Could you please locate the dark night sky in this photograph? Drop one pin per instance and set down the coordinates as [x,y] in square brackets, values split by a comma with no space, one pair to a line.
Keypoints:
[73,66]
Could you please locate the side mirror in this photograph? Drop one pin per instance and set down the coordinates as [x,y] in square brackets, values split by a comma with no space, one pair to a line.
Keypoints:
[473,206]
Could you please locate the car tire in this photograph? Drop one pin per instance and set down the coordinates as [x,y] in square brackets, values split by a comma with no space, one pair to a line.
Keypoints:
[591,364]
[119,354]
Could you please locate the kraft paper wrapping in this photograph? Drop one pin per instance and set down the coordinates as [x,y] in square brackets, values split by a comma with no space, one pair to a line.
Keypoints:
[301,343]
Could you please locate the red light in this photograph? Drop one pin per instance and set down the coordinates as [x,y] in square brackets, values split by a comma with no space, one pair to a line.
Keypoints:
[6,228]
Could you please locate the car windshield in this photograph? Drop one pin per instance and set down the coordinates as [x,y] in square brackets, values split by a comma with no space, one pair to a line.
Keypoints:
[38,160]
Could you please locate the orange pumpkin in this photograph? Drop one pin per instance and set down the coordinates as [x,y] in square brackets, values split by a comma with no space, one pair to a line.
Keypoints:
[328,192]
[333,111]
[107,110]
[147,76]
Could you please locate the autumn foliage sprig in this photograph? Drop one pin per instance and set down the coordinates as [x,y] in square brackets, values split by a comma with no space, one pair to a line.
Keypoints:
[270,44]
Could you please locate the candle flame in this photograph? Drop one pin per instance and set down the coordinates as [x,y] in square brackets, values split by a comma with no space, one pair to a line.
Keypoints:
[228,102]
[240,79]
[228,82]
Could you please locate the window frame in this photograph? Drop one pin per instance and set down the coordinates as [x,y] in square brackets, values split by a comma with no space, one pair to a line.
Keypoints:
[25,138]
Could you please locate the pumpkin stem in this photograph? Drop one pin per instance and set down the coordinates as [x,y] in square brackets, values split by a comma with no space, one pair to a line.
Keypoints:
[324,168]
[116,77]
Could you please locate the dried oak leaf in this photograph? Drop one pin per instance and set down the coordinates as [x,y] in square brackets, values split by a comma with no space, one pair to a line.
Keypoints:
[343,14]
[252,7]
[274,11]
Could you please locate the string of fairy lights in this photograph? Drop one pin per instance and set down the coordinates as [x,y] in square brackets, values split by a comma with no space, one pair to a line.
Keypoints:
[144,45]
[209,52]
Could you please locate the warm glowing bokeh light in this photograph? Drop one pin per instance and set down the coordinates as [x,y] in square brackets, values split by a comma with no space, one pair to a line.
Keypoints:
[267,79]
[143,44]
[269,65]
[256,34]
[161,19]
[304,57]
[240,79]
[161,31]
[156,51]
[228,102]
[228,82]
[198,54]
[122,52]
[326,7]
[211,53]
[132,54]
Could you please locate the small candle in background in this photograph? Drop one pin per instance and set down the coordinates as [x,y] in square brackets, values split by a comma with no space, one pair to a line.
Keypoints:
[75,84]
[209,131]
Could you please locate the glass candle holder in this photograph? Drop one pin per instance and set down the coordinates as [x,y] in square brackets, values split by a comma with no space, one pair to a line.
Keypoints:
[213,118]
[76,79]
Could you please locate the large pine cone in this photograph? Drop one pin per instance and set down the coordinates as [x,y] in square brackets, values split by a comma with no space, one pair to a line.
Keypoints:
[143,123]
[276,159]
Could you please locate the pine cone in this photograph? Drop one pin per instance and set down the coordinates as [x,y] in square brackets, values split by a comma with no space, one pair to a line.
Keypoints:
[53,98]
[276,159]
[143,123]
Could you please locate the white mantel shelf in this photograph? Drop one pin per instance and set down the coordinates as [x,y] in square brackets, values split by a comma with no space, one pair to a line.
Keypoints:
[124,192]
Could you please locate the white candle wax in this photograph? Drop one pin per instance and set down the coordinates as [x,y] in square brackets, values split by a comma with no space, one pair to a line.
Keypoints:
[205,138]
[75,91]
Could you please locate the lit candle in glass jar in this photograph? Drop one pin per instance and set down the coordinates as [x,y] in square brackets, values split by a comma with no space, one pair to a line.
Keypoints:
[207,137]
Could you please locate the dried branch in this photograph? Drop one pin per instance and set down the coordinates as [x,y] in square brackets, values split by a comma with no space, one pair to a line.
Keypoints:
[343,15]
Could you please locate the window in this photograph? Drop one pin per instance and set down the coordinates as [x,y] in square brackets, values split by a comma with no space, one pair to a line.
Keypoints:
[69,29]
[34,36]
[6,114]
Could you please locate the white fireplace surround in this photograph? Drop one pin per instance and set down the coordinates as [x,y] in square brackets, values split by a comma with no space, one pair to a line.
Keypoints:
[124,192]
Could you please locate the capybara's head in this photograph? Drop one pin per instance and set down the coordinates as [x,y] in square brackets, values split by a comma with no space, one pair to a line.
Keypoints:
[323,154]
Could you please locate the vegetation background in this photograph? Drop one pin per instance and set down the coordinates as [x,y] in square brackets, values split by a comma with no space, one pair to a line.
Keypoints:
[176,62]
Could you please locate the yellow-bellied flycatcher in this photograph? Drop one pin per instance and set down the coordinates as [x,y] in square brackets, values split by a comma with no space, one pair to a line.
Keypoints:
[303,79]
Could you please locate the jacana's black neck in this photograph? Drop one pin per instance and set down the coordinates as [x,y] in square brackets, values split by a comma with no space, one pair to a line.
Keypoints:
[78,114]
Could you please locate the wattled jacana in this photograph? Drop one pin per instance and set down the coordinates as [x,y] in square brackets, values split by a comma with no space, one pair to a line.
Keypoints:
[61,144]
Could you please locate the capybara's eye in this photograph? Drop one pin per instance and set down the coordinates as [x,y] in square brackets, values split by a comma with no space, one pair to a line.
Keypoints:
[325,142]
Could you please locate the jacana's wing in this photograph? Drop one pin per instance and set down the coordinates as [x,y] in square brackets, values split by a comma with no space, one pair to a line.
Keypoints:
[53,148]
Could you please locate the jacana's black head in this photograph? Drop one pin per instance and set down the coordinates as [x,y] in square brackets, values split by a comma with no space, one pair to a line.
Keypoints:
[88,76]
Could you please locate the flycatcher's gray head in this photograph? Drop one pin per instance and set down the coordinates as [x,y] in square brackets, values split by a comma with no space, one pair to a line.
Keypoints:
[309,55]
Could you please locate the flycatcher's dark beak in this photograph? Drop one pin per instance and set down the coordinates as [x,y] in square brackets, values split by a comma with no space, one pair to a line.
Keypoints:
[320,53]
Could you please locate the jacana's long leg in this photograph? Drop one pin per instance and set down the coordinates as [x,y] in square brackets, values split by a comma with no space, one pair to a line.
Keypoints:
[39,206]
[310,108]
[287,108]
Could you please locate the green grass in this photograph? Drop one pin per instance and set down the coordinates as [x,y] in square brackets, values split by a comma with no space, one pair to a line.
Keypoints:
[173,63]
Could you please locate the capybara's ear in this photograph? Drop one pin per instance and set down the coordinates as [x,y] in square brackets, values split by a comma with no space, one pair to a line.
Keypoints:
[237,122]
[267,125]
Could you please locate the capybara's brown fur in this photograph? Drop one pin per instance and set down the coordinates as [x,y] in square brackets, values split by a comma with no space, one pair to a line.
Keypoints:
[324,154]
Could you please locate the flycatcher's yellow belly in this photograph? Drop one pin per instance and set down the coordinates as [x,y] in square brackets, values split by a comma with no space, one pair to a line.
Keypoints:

───

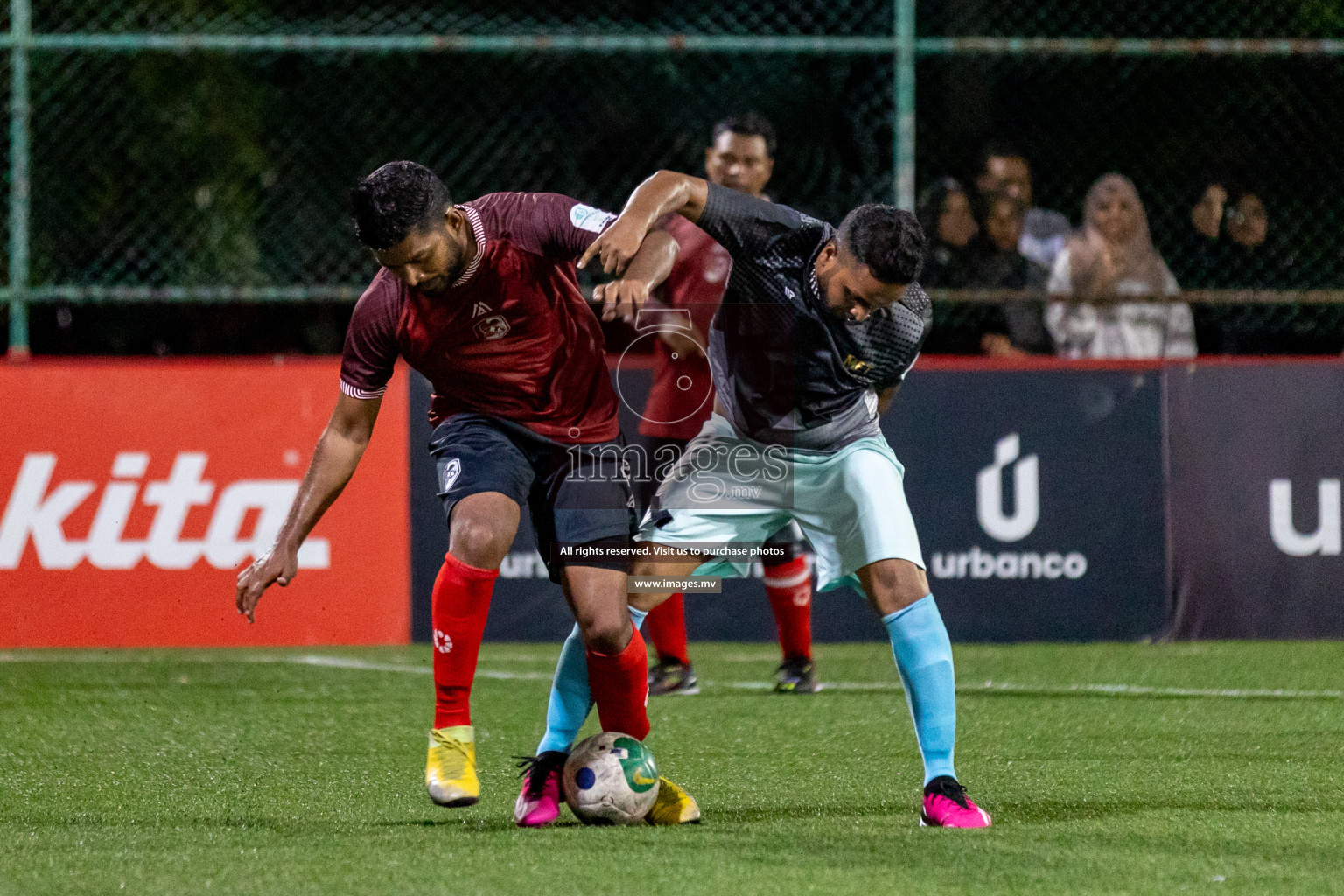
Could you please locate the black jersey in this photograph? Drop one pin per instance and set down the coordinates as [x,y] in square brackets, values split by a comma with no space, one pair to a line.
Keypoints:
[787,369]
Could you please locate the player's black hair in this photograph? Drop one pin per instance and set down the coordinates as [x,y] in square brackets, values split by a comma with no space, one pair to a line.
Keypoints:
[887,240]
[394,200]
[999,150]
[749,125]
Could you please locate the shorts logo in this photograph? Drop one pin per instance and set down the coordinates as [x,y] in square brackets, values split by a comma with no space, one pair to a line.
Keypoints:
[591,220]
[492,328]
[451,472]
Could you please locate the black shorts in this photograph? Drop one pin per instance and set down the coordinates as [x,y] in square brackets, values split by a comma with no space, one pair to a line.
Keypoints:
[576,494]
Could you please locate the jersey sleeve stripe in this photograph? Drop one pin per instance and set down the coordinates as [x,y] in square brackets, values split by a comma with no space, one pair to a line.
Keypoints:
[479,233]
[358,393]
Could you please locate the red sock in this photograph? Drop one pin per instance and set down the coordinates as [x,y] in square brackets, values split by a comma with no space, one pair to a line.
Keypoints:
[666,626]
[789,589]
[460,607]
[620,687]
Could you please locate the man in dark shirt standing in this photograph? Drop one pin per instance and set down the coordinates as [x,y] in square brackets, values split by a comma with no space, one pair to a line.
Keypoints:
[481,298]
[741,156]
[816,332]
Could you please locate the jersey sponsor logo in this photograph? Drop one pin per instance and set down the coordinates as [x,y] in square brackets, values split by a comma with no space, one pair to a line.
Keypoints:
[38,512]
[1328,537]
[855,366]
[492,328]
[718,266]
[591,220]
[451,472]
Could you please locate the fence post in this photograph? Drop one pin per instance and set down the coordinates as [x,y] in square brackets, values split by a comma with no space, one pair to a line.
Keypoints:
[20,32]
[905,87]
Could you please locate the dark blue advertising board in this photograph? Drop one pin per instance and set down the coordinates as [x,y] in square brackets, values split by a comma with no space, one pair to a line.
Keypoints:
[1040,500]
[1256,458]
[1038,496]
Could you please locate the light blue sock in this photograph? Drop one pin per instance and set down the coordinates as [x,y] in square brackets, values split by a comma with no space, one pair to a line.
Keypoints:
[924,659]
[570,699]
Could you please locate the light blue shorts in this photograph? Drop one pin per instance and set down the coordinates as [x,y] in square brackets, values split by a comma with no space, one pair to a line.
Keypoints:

───

> AIM OF THE EXERCISE:
Counting only lines that hold the word "window", report how many there are in the listing above, as a number alone.

> REPLY TO THE EXERCISE:
2